DATA below:

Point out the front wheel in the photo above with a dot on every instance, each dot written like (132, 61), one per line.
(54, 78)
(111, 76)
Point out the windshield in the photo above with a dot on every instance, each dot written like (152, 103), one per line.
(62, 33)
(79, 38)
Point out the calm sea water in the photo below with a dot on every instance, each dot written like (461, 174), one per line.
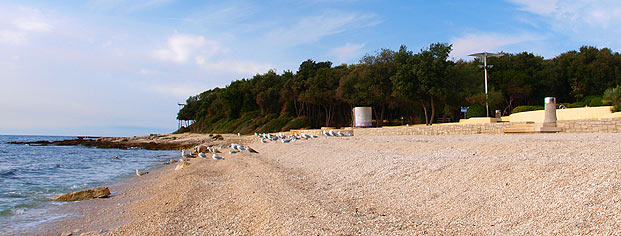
(29, 175)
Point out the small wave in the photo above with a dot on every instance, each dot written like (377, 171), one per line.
(8, 173)
(6, 212)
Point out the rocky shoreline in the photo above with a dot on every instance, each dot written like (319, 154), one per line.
(542, 184)
(150, 142)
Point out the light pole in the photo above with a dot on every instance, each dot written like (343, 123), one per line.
(484, 55)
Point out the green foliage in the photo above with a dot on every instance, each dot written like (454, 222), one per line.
(405, 84)
(476, 110)
(613, 96)
(593, 101)
(297, 123)
(526, 108)
(274, 125)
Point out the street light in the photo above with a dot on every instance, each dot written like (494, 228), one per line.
(484, 55)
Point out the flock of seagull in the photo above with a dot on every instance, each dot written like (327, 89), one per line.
(263, 138)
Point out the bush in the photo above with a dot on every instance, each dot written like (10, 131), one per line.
(519, 109)
(476, 110)
(274, 125)
(593, 101)
(297, 123)
(613, 96)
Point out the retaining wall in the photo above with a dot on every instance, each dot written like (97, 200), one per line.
(603, 125)
(440, 129)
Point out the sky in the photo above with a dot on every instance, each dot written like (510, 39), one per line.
(120, 67)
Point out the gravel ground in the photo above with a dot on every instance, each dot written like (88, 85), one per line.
(537, 184)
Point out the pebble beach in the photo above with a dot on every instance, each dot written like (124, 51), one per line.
(532, 184)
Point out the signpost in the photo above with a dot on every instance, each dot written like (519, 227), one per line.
(464, 110)
(483, 56)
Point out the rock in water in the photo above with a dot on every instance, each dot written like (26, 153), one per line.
(83, 195)
(181, 165)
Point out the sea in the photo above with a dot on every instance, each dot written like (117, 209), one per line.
(30, 175)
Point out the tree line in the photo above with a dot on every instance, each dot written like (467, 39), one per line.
(402, 87)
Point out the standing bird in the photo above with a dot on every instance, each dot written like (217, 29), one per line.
(249, 149)
(140, 173)
(216, 157)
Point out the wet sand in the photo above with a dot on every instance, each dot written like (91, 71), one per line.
(537, 184)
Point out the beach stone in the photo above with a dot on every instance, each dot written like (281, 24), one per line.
(181, 165)
(83, 195)
(202, 148)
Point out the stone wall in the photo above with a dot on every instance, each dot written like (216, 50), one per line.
(604, 125)
(439, 129)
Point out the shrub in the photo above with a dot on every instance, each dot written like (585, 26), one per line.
(274, 125)
(613, 96)
(593, 101)
(297, 123)
(476, 110)
(519, 109)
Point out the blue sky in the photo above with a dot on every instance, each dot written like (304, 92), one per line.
(119, 67)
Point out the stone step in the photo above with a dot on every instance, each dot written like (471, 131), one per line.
(531, 129)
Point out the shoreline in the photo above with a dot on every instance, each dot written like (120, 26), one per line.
(454, 184)
(98, 215)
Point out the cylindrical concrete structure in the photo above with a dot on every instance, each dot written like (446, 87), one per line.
(549, 119)
(363, 116)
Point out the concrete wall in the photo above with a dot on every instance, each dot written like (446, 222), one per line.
(563, 114)
(489, 128)
(605, 125)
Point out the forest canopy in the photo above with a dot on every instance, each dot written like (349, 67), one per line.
(402, 87)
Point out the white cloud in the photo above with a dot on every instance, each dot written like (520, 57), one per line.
(208, 54)
(12, 37)
(178, 90)
(182, 47)
(18, 24)
(584, 21)
(239, 67)
(127, 5)
(490, 42)
(541, 7)
(33, 24)
(348, 52)
(314, 28)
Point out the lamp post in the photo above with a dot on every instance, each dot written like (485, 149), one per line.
(483, 56)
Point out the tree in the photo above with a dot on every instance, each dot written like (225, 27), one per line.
(434, 72)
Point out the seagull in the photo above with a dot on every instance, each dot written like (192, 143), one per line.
(251, 150)
(216, 157)
(140, 173)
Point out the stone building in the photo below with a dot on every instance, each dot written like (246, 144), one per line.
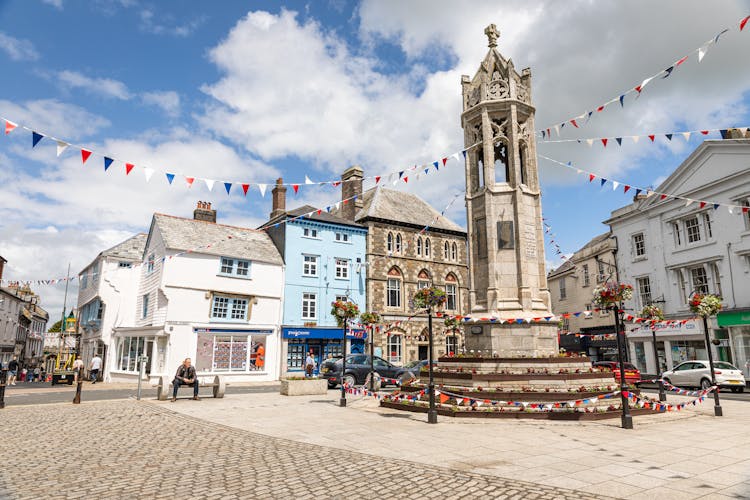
(572, 290)
(401, 257)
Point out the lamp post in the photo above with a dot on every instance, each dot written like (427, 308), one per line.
(432, 413)
(707, 305)
(627, 418)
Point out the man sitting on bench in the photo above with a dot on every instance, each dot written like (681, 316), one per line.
(185, 376)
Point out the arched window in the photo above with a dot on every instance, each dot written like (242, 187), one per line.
(395, 340)
(393, 288)
(451, 292)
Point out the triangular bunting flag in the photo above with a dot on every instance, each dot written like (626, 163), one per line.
(85, 153)
(61, 146)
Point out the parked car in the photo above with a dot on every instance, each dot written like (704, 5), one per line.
(357, 368)
(698, 374)
(632, 374)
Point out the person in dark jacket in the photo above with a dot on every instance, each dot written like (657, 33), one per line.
(185, 376)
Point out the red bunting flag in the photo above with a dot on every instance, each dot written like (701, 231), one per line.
(9, 126)
(85, 153)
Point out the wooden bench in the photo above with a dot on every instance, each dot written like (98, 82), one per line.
(163, 391)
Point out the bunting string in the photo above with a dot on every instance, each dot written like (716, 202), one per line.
(584, 118)
(648, 192)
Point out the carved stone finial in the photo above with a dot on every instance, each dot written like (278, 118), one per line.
(492, 35)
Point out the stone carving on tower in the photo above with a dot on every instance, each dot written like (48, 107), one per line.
(504, 217)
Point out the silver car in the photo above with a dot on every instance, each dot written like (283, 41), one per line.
(698, 374)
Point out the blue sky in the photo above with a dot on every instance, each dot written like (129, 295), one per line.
(255, 90)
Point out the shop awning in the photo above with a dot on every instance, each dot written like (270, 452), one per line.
(733, 318)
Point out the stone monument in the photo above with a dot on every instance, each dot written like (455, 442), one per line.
(504, 214)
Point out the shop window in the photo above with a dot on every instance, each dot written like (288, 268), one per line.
(394, 348)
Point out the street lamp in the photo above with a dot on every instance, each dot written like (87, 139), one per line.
(708, 305)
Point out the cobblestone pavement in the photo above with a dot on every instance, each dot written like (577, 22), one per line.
(130, 449)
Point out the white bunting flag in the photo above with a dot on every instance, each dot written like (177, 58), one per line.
(61, 146)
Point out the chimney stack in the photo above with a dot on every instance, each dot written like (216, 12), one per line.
(279, 198)
(204, 212)
(351, 185)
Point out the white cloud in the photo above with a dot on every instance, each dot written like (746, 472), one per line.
(167, 100)
(105, 87)
(18, 49)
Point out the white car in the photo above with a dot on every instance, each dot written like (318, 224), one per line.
(698, 374)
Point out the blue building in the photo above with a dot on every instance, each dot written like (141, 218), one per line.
(324, 258)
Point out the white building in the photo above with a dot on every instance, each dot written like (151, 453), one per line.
(106, 296)
(206, 291)
(669, 248)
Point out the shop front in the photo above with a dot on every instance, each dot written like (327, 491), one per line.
(737, 326)
(675, 343)
(323, 342)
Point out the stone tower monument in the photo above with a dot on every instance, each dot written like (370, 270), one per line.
(504, 214)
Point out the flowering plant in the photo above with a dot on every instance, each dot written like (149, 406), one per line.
(429, 297)
(609, 294)
(705, 304)
(652, 312)
(368, 318)
(343, 311)
(451, 323)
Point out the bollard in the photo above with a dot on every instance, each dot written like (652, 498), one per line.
(3, 380)
(77, 398)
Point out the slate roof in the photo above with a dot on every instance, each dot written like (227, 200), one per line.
(187, 234)
(400, 206)
(323, 216)
(131, 249)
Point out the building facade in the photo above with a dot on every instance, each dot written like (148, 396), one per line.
(582, 329)
(671, 248)
(324, 257)
(106, 297)
(206, 291)
(409, 245)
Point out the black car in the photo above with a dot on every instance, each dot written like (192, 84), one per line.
(357, 368)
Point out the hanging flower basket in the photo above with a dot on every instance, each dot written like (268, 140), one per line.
(705, 304)
(652, 312)
(609, 295)
(343, 311)
(368, 318)
(451, 323)
(431, 297)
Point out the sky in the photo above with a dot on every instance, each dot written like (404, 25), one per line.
(251, 91)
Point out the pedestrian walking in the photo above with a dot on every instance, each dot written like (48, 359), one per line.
(12, 371)
(96, 365)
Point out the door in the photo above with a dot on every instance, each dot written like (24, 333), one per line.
(317, 352)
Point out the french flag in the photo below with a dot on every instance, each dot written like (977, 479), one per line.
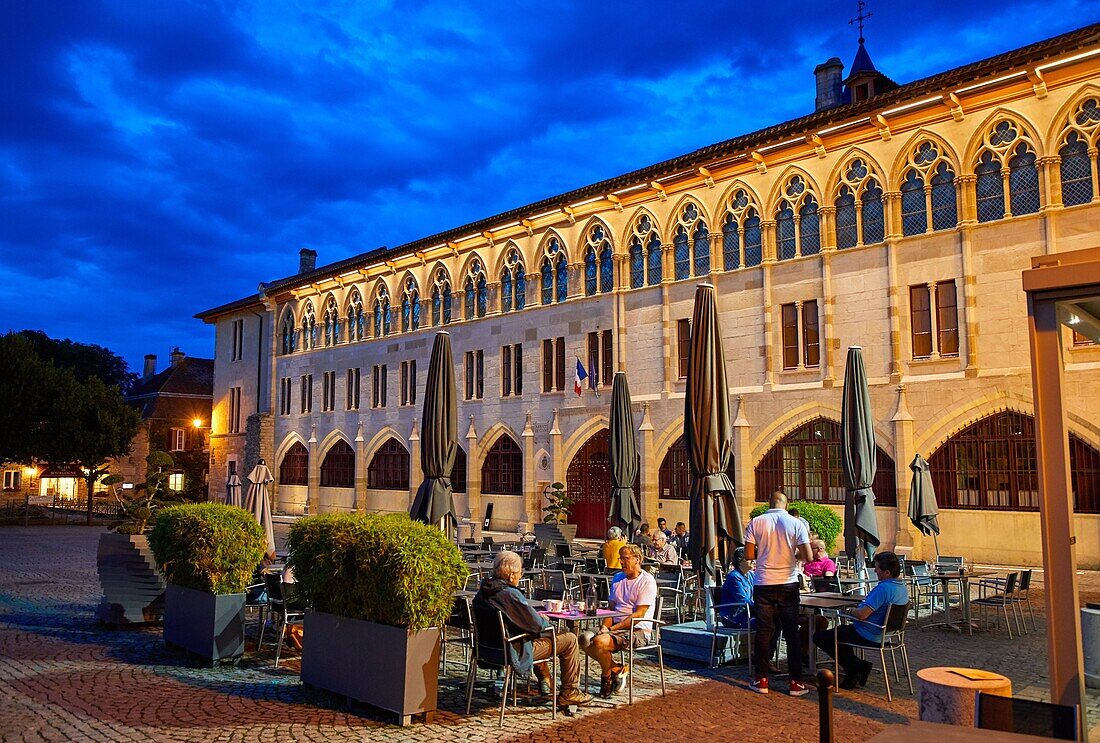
(579, 380)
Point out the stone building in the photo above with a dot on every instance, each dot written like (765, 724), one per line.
(897, 218)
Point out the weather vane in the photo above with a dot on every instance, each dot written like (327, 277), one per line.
(860, 18)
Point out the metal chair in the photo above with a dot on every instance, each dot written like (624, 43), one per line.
(999, 593)
(1011, 714)
(892, 638)
(719, 629)
(492, 652)
(282, 600)
(655, 644)
(462, 624)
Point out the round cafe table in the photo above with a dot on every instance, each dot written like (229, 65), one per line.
(946, 694)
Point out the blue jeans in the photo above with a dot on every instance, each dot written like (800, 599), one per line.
(777, 604)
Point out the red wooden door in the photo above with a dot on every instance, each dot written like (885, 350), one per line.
(589, 482)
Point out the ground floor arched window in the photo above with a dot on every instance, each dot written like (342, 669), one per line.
(503, 471)
(389, 468)
(991, 465)
(294, 469)
(338, 468)
(805, 465)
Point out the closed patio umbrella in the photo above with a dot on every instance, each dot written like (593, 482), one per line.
(259, 503)
(233, 491)
(923, 511)
(623, 458)
(433, 502)
(857, 461)
(708, 434)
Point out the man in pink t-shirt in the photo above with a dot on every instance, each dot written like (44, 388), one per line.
(777, 541)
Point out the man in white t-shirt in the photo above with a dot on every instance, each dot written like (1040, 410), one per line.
(635, 591)
(777, 541)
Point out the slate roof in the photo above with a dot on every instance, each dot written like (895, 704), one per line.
(1000, 64)
(184, 390)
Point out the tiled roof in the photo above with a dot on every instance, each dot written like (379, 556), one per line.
(933, 85)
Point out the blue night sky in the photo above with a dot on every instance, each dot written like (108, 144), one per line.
(158, 159)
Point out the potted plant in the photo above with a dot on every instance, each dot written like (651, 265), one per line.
(207, 553)
(378, 588)
(133, 588)
(554, 527)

End of DATA.

#### TASK TO CARRY OUT
Output the line bearing "704), one per line." along with all the lines after it through the end of the entries, exactly, and no other lines.

#### RESULT
Point out the slate roof in the photo above with a dot on every instance, each dot written like (895, 704), one per line.
(1000, 64)
(184, 390)
Point out the tiled roof in the photo above with a dot on every instance, each dot written like (379, 556), one per line.
(933, 85)
Point out the blue night sky in the photo above with a dot on every instance, each dot written like (108, 144), one per line.
(158, 159)
Point out the potted plant in the photo above with a dot on every instance, each dot written like (651, 265), one per line.
(207, 553)
(378, 588)
(133, 588)
(554, 527)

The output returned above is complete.